Cette semaine, le ciel était d’un magnifique azur très pur
qui avait des duretés de porcelaine et j’ai beaucoup porté dans le bleu qui
pétille (Serge Lutens : ICI) qui était encore plus joli dans ce froid sec
et vif, plus fin, plus intense, plus intrigant… C’était un de ces semaine où
j’aurais dû être joyeux, un peu plus léger dans cette lumière qui annonçait le
printemps, d’autant que j’essaye et aime de nouvelles choses dans ma salle de
bain mais je ne me suis pas senti particulièrement bien. Je n’ai même pas à
vrai dire eu la sensation de la lumière. J’étais hors de ma zone de confort,
dans une zone de demi-teintes, d’ombres et de flous, une zone de malaise.
Je me suis senti dans la zone of interest. Si vous n’avez
pas vu le film de 2023, vous devriez. C’est le film qui raconte le quotidien de
la famille Höss pendant la guerre. Une vie de famille tout ce qu’il y a de plus
normal : les enfants font du vélo, on plante des fleurs dans le jardin,
maman veille à la tenue du ménage, surveille les bonnes, se maquille, est
coquette et papa va travailler… Mais la jolie petite maison est juste à côté du
camp d’Auschwitz. Les fumées sont celles des fours crématoires, les bonnes sont
menacée du camp quand elle discute et papa quand il va travailler essaye avec
un grand souci d’efficacité, en bon petit industriel, de faire disparaître le
plus possible de gens le plus vite possible.

━━━━━━━━━━━━━━━━

_Problème posé:_ Restituez à l'identique le passage de l'extrait qui commence par « Cette semaine, le » et se poursuit jusqu'à « zone de malaise. ». Les lignes qui viennent forment un ensemble à part, sans lien avec l'extrait.

━━━━━━━━━━━━━━━━

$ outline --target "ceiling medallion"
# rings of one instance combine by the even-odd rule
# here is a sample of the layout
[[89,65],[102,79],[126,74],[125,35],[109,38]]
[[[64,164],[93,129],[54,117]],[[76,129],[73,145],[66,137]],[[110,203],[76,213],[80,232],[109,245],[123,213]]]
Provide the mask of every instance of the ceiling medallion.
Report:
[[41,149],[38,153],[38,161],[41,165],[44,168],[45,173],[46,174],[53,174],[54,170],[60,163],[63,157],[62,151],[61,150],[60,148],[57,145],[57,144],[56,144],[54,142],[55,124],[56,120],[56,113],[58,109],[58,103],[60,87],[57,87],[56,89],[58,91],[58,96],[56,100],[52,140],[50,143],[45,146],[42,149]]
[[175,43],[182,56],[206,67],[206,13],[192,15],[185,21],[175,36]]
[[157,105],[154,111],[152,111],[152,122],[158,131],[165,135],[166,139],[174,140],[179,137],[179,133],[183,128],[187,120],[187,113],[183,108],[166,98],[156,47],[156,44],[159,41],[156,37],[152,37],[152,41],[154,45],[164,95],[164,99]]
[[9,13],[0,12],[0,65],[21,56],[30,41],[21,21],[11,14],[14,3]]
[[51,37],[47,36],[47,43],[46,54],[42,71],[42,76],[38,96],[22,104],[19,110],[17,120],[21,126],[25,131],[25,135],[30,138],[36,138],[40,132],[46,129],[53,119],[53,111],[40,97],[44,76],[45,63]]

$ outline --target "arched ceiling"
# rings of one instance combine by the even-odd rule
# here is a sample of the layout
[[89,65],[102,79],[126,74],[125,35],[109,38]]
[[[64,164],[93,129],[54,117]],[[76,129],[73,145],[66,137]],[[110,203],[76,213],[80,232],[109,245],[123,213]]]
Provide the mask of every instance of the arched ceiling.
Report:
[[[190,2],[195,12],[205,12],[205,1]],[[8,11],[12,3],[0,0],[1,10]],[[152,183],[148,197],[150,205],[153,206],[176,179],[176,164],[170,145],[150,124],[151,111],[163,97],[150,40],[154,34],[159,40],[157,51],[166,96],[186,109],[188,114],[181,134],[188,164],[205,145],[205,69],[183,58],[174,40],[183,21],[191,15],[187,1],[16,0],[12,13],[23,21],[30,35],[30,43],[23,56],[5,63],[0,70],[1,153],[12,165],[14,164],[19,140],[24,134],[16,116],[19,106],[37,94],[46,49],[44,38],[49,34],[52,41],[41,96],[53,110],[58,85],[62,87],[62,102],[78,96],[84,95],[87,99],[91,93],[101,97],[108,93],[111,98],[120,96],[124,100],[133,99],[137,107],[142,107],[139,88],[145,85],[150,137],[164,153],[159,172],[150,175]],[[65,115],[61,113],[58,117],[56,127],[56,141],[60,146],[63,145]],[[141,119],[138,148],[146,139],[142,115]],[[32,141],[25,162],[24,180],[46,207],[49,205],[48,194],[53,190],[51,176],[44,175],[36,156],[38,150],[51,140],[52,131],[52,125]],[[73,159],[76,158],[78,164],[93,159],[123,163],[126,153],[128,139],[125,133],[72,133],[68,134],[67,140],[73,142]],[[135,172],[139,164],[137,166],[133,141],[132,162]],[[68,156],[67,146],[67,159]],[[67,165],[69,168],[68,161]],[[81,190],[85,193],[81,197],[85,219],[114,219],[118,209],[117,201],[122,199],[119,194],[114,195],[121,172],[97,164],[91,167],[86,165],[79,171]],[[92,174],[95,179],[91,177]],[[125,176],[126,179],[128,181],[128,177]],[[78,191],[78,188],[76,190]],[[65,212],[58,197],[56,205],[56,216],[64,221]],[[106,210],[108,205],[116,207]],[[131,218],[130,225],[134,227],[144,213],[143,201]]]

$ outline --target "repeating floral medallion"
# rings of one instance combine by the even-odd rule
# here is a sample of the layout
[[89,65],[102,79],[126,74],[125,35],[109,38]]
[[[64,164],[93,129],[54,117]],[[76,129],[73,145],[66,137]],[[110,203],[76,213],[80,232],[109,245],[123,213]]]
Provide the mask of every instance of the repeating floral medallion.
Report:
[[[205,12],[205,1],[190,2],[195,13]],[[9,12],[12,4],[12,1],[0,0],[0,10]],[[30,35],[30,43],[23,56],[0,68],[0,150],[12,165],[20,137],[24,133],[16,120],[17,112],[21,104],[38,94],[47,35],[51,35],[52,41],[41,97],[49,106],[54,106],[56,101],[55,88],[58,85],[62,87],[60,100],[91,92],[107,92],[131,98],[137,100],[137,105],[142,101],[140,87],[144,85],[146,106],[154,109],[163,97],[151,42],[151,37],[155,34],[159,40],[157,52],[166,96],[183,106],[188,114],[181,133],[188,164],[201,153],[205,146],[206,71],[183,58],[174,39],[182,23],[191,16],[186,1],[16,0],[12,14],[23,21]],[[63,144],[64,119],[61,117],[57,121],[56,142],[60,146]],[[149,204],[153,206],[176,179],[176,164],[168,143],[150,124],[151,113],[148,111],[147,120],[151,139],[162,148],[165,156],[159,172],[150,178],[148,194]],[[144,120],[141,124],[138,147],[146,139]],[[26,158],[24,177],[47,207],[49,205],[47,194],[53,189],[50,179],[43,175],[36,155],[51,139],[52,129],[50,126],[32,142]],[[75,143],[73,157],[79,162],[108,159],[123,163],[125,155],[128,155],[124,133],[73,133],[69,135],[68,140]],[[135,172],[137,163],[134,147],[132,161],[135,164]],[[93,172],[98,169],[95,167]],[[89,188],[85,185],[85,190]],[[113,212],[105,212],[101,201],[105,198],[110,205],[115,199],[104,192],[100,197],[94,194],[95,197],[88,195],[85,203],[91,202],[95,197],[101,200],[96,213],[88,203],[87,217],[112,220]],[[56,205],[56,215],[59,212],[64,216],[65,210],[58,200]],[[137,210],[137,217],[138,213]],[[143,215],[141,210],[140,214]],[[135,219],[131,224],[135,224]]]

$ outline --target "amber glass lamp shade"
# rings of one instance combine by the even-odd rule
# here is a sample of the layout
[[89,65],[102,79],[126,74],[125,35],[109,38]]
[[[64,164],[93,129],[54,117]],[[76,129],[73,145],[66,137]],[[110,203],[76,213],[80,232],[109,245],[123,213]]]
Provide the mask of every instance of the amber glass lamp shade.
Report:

━━━━━━━━━━━━━━━━

_Tâche réalisée:_
Cette semaine, le ciel était d’un magnifique azur très pur
qui avait des duretés de porcelaine et j’ai beaucoup porté dans le bleu qui
pétille (Serge Lutens : ICI) qui était encore plus joli dans ce froid sec
et vif, plus fin, plus intense, plus intrigant… C’était un de ces semaine où
j’aurais dû être joyeux, un peu plus léger dans cette lumière qui annonçait le
printemps, d’autant que j’essaye et aime de nouvelles choses dans ma salle de
bain mais je ne me suis pas senti particulièrement bien. Je n’ai même pas à
vrai dire eu la sensation de la lumière. J’étais hors de ma zone de confort,
dans une zone de demi-teintes, d’ombres et de flous, une zone de malaise.